**PROBLEM 1:** Count the lines in the rows below that contain the string "tail", and give only that number.

• • • • • • •

The Best Footballer in Asia 2022, recognizing the best male footballer in Asia in 2022, was the 10th edition of the Best Footballer in Asia. Son Heung-min claimed the award on 6 February 2023. It was his sixth Best Footballer in Asia title in a row, and eighth title overall. The event was judged by a panel of sixty sports journalists. Son received thirty first-place votes, fifteen second-place votes, two third-place votes, four fourth-place votes, five fifth-place votes and finished on 256 points in total.

==Voting==
60 judges were invited to vote, including 40 representatives from AFC nations/regions which comprise Afghanistan, Australia, Bahrain, Bangladesh, Cambodia, China, Chinese Taipei, Hong Kong, India, Indonesia, Iran, Iraq, Japan, Jordan, Korea Republic, Kuwait, Kyrgyzstan, Lebanon, Macao, Malaysia, Maldives, Mongolia, Myanmar, Nepal, Oman, Pakistan, Palestine, Philippines, Qatar, Saudi Arabia, Singapore, Sri Lanka, Syria, Tajikistan, Thailand, Turkmenistan, United Arabic Emirates, Uzbekistan, Vietnam and Yemen. The other twenty jurors were independent Asian football experts or from high-profile media outlets. Before voting, all judges were given a 25-player shortlist, but could choose other eligible players.

== Rules ==
Each juror selected their five best footballers and awarded them five
, four, three, two and one point respectively from their first choice to the fifth choice. A trophy for the Best Footballer in Asia was awarded to the player with the highest total of points.

• • • • • • •

**PROBLEM 2:** Transcribe verbatim the part of the Best Footballer in Asia 2022 passage above between "The Best Footballer in Asia 2022, recognizing" and "points in total.", inclusive.

• • • • • • •

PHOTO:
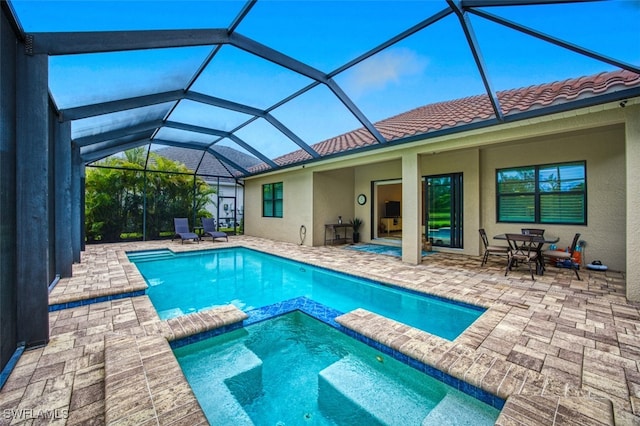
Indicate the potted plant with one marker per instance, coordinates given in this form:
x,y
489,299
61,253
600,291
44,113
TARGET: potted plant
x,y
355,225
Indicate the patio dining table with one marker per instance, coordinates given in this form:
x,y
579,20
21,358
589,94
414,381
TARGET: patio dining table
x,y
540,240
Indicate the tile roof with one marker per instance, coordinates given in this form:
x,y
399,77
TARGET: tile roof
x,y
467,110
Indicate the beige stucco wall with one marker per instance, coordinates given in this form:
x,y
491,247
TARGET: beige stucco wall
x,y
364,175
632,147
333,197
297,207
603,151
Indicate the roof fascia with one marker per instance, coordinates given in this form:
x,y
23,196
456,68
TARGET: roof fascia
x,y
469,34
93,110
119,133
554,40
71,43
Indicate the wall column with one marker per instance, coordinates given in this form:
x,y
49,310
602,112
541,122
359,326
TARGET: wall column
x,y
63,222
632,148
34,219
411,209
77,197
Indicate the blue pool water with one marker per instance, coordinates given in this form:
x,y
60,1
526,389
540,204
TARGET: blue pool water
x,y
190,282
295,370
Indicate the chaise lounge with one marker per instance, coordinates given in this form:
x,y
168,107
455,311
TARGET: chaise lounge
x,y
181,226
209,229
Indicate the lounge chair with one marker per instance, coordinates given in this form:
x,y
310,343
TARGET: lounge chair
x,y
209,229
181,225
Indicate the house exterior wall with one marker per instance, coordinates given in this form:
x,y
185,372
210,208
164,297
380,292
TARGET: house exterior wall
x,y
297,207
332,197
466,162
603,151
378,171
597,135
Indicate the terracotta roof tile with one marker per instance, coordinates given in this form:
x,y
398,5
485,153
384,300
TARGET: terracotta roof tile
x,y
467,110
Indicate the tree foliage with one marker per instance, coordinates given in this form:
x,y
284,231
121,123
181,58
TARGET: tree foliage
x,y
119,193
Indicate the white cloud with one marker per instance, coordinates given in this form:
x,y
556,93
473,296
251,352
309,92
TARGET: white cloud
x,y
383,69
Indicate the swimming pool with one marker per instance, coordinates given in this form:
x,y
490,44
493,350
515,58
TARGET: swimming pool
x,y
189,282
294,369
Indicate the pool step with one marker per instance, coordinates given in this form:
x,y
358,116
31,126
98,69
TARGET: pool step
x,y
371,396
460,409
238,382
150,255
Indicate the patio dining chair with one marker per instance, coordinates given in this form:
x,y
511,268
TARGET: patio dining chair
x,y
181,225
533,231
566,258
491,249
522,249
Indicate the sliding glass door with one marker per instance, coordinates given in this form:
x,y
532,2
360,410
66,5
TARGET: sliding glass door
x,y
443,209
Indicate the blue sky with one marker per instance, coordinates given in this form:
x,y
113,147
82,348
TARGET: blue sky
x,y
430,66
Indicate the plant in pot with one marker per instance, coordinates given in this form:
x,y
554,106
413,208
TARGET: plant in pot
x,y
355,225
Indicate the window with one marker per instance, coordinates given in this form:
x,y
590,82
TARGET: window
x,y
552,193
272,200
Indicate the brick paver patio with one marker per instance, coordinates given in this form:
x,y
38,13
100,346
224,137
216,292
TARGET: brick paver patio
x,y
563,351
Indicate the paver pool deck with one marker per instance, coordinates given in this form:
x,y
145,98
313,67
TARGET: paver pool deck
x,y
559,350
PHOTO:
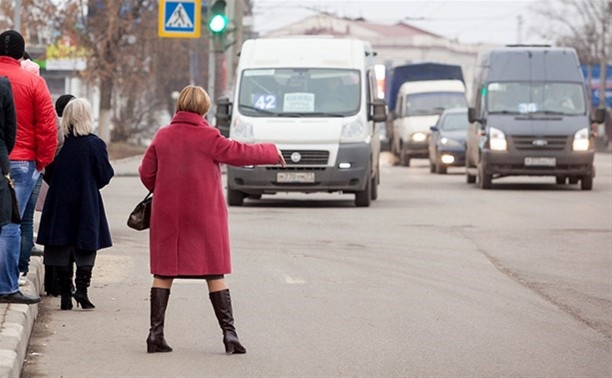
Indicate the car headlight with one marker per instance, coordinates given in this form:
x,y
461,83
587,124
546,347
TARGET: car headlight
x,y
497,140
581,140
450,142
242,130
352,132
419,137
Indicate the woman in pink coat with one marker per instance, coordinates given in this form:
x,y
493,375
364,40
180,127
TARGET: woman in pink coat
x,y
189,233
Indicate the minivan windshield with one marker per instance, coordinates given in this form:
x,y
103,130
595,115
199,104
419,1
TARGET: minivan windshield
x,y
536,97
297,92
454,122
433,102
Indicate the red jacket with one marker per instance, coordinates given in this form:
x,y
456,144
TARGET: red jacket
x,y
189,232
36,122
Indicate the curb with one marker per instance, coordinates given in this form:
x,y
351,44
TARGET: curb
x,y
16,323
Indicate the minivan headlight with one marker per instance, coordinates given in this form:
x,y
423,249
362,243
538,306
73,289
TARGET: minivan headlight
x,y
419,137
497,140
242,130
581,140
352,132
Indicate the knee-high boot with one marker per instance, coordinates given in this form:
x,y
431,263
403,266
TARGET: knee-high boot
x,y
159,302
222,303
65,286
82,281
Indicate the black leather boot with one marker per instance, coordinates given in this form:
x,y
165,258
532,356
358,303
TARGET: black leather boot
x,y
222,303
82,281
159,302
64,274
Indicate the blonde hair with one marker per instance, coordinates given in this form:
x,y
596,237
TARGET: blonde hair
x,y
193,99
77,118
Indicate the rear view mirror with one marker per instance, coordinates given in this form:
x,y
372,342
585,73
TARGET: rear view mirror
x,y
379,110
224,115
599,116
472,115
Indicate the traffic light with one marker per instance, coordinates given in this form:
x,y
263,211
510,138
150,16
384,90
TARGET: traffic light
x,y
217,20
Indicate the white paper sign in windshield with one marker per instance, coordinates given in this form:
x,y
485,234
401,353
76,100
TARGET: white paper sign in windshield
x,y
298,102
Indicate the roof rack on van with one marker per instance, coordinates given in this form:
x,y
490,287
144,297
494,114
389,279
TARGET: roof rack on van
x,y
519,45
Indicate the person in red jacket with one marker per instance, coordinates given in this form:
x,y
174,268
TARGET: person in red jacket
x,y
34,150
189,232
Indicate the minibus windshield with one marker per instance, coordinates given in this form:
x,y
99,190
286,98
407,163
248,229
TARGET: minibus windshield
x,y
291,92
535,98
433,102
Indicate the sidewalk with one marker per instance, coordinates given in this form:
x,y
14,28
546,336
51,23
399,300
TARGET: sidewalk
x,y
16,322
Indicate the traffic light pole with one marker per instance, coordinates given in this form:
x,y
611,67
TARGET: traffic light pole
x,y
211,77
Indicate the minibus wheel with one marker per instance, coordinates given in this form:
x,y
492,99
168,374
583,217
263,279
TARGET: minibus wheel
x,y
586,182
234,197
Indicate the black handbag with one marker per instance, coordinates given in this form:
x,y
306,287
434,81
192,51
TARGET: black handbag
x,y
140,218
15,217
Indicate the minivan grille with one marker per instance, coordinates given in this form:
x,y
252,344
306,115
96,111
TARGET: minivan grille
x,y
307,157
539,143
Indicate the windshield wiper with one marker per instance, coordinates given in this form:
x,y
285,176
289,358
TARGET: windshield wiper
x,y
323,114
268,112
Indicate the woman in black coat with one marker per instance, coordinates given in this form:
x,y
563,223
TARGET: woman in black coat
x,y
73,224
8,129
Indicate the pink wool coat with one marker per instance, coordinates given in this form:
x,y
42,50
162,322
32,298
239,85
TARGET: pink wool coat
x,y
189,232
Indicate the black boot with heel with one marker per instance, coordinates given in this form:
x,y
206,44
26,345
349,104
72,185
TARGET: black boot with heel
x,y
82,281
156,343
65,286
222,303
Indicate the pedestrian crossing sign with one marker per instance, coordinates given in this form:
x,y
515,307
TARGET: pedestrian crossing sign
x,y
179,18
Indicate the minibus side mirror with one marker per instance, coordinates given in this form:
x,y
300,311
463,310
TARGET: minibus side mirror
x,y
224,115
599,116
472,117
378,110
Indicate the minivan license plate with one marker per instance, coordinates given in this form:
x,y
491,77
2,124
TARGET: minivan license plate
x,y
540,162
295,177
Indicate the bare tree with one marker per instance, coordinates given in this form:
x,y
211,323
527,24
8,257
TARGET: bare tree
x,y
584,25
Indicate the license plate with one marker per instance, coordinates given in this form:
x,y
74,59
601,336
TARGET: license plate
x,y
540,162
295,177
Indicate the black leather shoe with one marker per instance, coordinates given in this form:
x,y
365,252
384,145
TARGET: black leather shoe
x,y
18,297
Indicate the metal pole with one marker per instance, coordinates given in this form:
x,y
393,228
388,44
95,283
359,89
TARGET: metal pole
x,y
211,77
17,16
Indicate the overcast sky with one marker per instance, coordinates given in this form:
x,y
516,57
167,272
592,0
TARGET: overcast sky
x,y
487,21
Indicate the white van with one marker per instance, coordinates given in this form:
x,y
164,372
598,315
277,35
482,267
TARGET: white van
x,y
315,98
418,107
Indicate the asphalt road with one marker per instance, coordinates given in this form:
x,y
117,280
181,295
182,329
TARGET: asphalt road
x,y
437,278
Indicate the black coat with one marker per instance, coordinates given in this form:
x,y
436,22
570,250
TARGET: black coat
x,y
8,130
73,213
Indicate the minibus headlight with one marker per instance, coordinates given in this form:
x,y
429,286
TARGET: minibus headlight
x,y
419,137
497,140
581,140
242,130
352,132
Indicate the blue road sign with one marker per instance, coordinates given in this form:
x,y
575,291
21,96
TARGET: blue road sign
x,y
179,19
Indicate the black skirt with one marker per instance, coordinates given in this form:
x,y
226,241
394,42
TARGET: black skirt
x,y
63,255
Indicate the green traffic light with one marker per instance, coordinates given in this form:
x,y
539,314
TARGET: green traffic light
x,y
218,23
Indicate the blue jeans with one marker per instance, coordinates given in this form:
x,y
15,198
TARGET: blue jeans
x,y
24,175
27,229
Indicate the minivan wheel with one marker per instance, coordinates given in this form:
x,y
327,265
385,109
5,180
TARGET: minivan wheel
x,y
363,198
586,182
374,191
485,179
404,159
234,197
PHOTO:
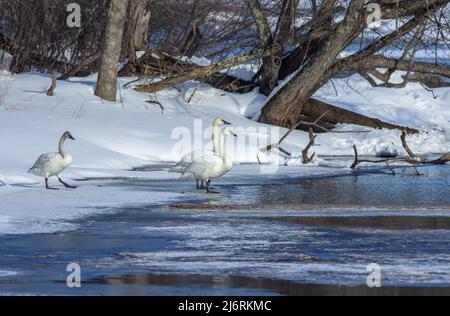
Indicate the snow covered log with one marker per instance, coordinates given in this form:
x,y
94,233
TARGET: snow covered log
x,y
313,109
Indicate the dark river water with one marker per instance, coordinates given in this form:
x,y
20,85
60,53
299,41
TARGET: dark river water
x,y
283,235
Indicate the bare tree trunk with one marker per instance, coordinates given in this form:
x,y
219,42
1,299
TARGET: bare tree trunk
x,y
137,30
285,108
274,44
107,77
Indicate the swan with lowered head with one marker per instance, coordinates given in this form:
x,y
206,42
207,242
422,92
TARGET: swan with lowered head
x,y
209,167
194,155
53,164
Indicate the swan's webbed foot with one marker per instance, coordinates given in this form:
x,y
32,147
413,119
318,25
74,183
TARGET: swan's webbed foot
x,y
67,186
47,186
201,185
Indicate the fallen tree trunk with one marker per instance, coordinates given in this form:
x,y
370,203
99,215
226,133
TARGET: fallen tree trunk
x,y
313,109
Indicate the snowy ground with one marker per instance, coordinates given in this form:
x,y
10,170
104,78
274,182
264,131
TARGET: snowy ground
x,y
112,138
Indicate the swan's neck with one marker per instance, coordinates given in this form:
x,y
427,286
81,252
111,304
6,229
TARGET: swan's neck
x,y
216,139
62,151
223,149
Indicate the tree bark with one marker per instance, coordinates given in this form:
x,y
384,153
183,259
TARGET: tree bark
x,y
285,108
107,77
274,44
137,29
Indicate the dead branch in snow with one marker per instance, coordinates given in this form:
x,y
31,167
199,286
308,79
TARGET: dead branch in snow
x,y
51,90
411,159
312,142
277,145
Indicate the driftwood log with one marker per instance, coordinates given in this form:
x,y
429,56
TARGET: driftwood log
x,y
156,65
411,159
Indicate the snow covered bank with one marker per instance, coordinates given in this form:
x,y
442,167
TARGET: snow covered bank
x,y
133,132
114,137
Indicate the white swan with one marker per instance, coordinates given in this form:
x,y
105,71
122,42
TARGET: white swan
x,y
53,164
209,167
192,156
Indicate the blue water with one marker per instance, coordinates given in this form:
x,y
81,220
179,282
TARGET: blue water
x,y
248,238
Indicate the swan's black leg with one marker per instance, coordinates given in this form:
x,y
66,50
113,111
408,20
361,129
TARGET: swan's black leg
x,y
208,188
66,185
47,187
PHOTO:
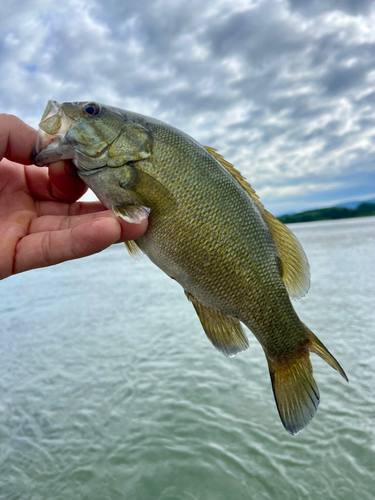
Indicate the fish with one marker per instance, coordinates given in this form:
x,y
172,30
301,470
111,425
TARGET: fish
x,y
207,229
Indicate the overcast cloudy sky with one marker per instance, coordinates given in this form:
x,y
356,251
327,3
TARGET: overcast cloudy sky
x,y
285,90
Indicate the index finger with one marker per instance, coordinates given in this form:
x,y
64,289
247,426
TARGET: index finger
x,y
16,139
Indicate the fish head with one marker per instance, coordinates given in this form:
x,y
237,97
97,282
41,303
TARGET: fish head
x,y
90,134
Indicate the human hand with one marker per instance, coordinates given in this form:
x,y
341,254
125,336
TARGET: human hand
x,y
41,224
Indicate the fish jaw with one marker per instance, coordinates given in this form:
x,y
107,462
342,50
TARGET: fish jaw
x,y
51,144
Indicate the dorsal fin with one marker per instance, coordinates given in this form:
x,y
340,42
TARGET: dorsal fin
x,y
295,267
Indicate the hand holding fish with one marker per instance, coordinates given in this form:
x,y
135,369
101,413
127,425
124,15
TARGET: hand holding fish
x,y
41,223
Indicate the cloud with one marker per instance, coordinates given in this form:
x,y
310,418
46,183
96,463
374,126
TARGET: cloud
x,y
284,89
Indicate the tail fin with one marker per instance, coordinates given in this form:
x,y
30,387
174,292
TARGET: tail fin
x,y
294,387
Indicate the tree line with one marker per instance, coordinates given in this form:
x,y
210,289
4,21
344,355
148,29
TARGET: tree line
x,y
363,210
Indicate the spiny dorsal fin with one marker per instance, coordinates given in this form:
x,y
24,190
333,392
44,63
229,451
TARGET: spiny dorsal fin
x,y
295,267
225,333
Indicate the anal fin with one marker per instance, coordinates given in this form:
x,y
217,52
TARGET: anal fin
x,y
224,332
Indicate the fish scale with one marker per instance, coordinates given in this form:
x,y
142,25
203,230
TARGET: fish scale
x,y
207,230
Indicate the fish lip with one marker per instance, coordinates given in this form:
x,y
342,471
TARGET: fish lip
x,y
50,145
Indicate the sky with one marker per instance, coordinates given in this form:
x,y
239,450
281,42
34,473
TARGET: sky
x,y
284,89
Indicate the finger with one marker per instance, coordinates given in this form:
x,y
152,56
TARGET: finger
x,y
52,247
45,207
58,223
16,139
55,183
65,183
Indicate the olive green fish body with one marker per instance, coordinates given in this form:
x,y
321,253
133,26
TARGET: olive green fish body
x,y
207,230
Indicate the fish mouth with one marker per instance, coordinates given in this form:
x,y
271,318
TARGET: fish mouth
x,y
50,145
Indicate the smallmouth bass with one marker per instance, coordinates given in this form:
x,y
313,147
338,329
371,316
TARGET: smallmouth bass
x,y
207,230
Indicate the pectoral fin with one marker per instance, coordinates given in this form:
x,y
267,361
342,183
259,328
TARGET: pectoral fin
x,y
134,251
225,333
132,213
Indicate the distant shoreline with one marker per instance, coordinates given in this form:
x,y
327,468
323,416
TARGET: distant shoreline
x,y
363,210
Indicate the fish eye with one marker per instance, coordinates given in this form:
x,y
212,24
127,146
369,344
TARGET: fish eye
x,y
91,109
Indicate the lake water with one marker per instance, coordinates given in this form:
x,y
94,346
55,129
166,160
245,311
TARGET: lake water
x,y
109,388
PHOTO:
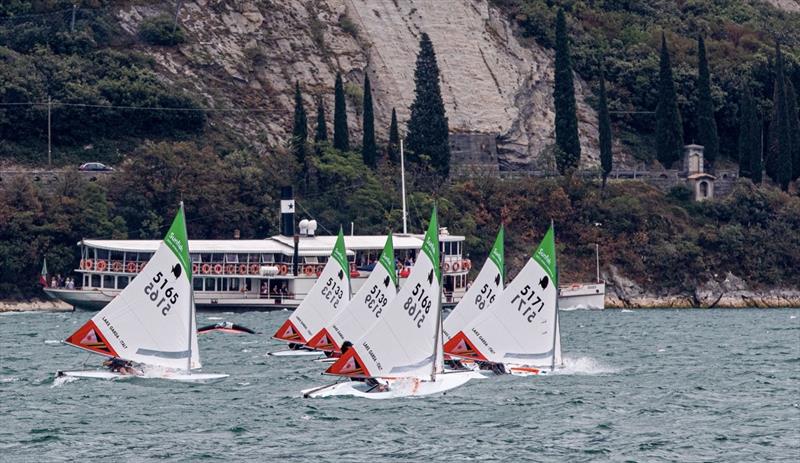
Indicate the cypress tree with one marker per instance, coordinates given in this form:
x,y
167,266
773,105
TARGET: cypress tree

• • • • • • •

**PROBLEM SOLUTION 1:** 2

**PROBLEM SOLUTION 2:**
The Best Footballer in Asia 2022, recognizing the best male footballer in Asia in 2022, was the 10th edition of the Best Footballer in Asia. Son Heung-min claimed the award on 6 February 2023. It was his sixth Best Footballer in Asia title in a row, and eighth title overall. The event was judged by a panel of sixty sports journalists. Son received thirty first-place votes, fifteen second-place votes, two third-place votes, four fourth-place votes, five fifth-place votes and finished on 256 points in total.